Na véspera do Dia Nacional do Doente com AVC, que se assinala no domingo, Ana Alves explicou que, para uma abordagem completa e correcta, estas equipas deveriam ter médico fisiatra, terapeuta ocupacional, enfermeiro de reabilitação, fisioterapeuta, terapeuta da fala, assistente social, nutricionista e psicólogo.
“Estas equipas multidisciplinares devem acompanhar o sobrevivente de AVC tanto no hospital como depois de sair, para se conseguir uma reabilitação atempada”, afirmou Ana Alves, que alertou para a falta de meios humanos, mesmo nos hospitais que têm equipas deste género, “que são poucos”.
A especialista, que trabalhou oito anos numa equipa multidisciplinar no Hospital da Trofa e hoje está no Hospital de Guimarães, recorda que “as guidelines internacionais dizem que se um sobrevivente de AVC não tiver acesso a uma equipa deste género é um sobrevivente que vai ter menos potencial, que não vai conseguir a sua capacidade máxima, e isto leva a custos na sociedade”.
Para a Portugal AVC, este acompanhamento pode fazer a diferença entre ter, no futuro, “um cidadão contribuinte ou mais um peso para a Segurança Social, com complicações de saúde crescentes, encargos acrescidos para o Estado e diminuição da qualidade de vida”.

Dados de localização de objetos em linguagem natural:

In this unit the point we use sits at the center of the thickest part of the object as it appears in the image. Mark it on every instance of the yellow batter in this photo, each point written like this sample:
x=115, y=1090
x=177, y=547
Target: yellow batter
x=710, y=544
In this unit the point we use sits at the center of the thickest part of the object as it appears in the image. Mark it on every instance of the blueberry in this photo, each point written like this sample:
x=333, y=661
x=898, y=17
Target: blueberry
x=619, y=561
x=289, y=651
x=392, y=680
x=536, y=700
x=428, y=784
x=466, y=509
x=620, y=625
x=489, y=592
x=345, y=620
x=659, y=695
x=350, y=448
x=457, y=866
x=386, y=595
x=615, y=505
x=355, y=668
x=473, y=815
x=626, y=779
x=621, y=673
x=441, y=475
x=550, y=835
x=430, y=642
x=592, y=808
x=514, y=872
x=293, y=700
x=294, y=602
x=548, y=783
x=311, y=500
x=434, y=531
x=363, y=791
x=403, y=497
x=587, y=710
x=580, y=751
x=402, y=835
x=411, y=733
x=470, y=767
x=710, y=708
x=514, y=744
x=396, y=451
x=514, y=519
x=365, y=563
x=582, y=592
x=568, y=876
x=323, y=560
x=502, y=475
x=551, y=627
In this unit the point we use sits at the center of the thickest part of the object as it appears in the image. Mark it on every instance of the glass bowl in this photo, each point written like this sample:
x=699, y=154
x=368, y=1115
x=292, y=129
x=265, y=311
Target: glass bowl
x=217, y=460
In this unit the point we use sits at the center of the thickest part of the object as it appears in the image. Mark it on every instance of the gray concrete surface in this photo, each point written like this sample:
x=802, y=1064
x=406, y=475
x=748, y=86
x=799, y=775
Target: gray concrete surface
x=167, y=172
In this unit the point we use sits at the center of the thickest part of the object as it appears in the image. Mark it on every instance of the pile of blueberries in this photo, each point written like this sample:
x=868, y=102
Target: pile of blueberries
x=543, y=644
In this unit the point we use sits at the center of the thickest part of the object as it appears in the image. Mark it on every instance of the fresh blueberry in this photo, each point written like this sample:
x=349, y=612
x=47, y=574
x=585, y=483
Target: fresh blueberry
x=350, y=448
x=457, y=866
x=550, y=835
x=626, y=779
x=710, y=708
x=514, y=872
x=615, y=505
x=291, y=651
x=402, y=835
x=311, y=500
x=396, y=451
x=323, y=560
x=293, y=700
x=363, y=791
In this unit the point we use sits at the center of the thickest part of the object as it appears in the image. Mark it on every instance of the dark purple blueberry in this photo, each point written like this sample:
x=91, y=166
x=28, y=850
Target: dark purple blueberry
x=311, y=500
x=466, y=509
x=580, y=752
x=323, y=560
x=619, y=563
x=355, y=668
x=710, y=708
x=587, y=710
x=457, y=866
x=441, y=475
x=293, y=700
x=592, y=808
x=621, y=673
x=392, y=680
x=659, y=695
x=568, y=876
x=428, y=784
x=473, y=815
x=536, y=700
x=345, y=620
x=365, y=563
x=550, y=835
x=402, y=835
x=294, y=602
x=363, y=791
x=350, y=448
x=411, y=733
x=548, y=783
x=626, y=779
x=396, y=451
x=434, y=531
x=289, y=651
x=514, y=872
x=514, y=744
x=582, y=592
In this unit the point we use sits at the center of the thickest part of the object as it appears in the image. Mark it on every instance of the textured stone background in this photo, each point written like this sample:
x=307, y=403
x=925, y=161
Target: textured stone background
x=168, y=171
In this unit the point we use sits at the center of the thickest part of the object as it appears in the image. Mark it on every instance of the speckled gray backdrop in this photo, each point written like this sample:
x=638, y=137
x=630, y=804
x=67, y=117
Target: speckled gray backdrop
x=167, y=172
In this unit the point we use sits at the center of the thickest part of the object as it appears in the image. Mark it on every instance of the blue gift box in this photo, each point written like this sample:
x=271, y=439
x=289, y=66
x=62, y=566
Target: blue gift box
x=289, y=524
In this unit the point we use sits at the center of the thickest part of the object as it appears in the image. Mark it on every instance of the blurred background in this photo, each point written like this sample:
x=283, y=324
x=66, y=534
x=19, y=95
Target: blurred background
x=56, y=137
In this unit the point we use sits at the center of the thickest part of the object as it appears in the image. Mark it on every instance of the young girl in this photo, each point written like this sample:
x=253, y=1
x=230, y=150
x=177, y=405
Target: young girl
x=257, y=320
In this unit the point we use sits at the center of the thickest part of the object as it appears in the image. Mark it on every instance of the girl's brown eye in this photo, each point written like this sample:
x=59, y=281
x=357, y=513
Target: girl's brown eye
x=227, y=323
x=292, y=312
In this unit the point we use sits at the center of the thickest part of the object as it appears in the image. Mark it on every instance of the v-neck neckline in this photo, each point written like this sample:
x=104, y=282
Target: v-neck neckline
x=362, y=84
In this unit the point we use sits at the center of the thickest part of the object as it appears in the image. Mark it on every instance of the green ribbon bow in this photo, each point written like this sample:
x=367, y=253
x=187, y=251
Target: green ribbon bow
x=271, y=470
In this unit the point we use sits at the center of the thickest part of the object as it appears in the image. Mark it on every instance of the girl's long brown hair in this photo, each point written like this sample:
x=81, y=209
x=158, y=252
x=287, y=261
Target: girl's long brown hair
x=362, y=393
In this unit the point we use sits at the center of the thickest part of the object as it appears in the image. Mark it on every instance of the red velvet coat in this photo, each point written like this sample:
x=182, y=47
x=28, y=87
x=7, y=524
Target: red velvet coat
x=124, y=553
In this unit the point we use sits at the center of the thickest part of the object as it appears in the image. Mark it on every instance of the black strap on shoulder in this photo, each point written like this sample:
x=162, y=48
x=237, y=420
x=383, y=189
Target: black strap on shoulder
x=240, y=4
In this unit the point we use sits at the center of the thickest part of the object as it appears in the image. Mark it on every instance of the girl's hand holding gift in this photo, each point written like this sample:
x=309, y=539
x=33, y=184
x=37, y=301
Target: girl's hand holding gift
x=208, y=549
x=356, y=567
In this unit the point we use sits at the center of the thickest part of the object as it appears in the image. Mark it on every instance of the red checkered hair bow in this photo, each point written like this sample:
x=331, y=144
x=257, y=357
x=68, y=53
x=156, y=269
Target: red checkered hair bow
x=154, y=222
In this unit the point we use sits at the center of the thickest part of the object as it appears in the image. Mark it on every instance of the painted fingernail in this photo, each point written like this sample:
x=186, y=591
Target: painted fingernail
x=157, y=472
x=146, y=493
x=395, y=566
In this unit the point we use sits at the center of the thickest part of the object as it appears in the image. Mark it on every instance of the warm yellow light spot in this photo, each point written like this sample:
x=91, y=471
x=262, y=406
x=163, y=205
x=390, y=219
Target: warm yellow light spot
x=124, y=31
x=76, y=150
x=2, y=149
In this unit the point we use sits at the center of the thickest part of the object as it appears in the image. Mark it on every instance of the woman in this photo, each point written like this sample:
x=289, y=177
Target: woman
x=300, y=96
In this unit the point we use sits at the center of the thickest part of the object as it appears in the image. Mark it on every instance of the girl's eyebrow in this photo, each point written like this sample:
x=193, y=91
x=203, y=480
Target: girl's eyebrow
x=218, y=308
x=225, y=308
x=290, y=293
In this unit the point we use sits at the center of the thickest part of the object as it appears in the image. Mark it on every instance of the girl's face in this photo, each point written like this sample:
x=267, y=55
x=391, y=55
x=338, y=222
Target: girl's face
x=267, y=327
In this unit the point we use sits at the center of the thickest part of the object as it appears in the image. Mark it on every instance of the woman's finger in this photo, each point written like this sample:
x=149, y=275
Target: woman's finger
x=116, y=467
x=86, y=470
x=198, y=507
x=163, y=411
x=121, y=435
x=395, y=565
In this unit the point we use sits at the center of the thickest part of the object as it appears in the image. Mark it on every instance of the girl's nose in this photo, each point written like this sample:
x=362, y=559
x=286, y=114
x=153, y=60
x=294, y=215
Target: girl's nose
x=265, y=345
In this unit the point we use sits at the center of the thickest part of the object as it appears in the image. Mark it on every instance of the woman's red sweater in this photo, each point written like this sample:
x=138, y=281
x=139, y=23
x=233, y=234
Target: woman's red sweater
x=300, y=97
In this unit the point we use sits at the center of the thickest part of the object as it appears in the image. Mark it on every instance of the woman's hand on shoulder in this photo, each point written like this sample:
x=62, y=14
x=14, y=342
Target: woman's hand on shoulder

__Lista de atividades__
**A.** Responda a cada pergunta com base no texto fornecido.
(i) Em que hospital trabalha hoje Ana Alves?
(ii) Durante quantos anos trabalhou ela numa equipa multidisciplinar no Hospital da Trofa?
(iii) Segundo Ana Alves, em que momentos devem as equipas multidisciplinares acompanhar o sobrevivente de AVC?
**B.** Reescreva de forma mais breve o parágrafo do texto fornecido que começa por "A especialista, que trabalhou oito anos", mantendo os factos principais.
O material é independente do texto fornecido.

__Respostas ao exercício__
**A.**
(i) No Hospital de Guimarães.
(ii) Oito anos.
(iii) Tanto no hospital como depois de sair.

**B.** Ana Alves trabalhou oito anos numa equipa multidisciplinar no Hospital da Trofa e está hoje no Hospital de Guimarães. Lembra que, segundo as guidelines internacionais, um sobrevivente de AVC sem acesso a uma equipa deste género tem menos potencial e não atinge a sua capacidade máxima, o que gera custos para a sociedade.